- PROBLEM:
Report every line in the material below that contains the word "shoulder", copying each such line in full.
=== EXERCISE INPUT ===
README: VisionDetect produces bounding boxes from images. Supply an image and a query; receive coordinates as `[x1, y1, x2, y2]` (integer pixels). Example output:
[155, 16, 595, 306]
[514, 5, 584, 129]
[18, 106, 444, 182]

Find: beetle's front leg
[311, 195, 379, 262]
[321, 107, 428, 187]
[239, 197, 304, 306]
===
=== EXERCISE INPUT ===
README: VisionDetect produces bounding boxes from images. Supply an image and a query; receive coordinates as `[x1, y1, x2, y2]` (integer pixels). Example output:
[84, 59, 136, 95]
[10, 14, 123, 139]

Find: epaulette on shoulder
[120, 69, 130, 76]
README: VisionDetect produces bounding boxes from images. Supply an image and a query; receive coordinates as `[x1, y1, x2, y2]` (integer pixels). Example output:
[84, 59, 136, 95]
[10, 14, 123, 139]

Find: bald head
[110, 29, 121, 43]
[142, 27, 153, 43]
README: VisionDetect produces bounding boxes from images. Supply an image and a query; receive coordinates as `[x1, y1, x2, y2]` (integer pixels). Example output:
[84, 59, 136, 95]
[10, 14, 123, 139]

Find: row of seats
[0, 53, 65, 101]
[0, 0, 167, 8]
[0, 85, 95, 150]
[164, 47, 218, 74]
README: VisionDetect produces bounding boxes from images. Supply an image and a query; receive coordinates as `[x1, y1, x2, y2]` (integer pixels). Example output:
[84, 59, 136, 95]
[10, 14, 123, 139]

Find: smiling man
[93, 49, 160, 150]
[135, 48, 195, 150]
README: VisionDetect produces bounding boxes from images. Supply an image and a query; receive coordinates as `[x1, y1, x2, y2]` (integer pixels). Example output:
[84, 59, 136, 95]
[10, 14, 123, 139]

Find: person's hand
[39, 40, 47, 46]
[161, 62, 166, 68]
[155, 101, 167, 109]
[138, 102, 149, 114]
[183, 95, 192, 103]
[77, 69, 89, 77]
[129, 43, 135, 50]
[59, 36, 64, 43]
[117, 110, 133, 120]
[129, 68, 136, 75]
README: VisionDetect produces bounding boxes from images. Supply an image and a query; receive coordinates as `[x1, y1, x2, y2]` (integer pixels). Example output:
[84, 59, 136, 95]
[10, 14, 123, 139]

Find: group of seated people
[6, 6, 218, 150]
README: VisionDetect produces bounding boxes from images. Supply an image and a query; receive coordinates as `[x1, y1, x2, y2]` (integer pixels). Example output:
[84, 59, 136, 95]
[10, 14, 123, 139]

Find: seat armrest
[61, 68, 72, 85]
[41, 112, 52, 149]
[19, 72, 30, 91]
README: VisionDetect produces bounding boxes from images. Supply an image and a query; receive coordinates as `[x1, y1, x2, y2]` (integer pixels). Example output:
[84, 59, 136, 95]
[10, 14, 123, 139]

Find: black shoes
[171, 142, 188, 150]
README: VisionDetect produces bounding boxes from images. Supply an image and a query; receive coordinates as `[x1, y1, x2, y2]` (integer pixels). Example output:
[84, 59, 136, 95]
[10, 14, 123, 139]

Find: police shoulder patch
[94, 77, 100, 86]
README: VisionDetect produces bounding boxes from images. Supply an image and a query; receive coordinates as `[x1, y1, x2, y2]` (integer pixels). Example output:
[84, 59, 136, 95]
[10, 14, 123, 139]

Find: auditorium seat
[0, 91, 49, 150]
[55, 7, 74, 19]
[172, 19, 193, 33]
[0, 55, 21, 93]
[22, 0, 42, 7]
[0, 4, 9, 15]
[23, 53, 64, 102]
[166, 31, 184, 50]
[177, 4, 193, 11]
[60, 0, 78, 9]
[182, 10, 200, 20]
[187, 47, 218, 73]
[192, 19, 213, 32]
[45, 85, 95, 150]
===
- OUTPUT OF THE TASK:
Find: epaulette on shoulder
Find: police shoulder patch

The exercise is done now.